AIM OF THE TASK:
Word for word, set down every record that appears below.

EXERCISE MATERIALS:
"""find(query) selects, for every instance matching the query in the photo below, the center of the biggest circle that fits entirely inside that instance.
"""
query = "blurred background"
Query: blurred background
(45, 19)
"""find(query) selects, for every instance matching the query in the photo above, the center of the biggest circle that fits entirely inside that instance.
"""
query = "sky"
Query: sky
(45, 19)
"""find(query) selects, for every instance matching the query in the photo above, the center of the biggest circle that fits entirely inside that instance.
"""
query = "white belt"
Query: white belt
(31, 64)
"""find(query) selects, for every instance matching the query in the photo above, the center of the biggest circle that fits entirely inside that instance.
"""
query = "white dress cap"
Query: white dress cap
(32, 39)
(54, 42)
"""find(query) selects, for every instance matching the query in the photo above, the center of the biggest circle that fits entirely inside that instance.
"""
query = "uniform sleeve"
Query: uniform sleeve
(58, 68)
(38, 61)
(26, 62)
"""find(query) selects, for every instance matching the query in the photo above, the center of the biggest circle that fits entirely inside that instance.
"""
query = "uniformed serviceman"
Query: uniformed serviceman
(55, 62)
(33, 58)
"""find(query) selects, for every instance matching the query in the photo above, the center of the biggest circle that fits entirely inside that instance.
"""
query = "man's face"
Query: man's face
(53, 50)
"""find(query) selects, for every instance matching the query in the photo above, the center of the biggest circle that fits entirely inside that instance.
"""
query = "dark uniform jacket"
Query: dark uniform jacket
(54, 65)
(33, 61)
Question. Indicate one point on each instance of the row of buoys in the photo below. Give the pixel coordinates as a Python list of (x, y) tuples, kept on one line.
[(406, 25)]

TASK RESULT:
"""find(query) selects, for every instance matching the query in the photo below, the center of the biggest circle that fits entirely inside that instance.
"""
query = "blurred background"
Query: blurred background
(45, 19)
"""find(query) selects, for every instance matching the query in the photo above, the center of the biggest circle that fits entirely inside that instance.
"""
query = "sky"
Query: sky
(45, 19)
"""find(query) selects, for every instance matching the query in the photo above, the center of the biggest circle that fits entirely inside that instance.
"""
query = "white belt"
Query: white belt
(31, 64)
"""find(query) selects, for every instance matching the query in the photo above, the center of the biggest circle that fits entirely inside that instance.
"""
query = "white dress cap"
Query: white dress cap
(32, 39)
(54, 42)
"""find(query) selects, for every instance matching the query in the photo above, the center of the biggest circle that fits entirely inside that instance.
"""
query = "uniform sleeve"
Query: uniform sleeve
(58, 68)
(38, 61)
(26, 62)
"""find(query) selects, for every instance matching the query in the photo above, the center of the biggest circle that fits entirely inside that instance.
"""
query = "uniformed serviceman"
Query: uniformed serviceman
(55, 62)
(33, 58)
"""find(query) selects, for every instance matching the query in the photo above, the center of the biggest circle that fits entirely inside that instance.
"""
query = "man's face"
Query: man's face
(53, 50)
"""find(query) selects, for every instance matching the query in the photo above, the center of the biggest circle that fits entirely inside that instance.
"""
query = "dark uniform jacket"
Query: dark uniform jacket
(54, 65)
(33, 61)
Question. Indicate one point on each instance of the row of buoys in the photo below. Give the pixel coordinates as a Python list of (x, y) tuples, kept on one line.
[(406, 25)]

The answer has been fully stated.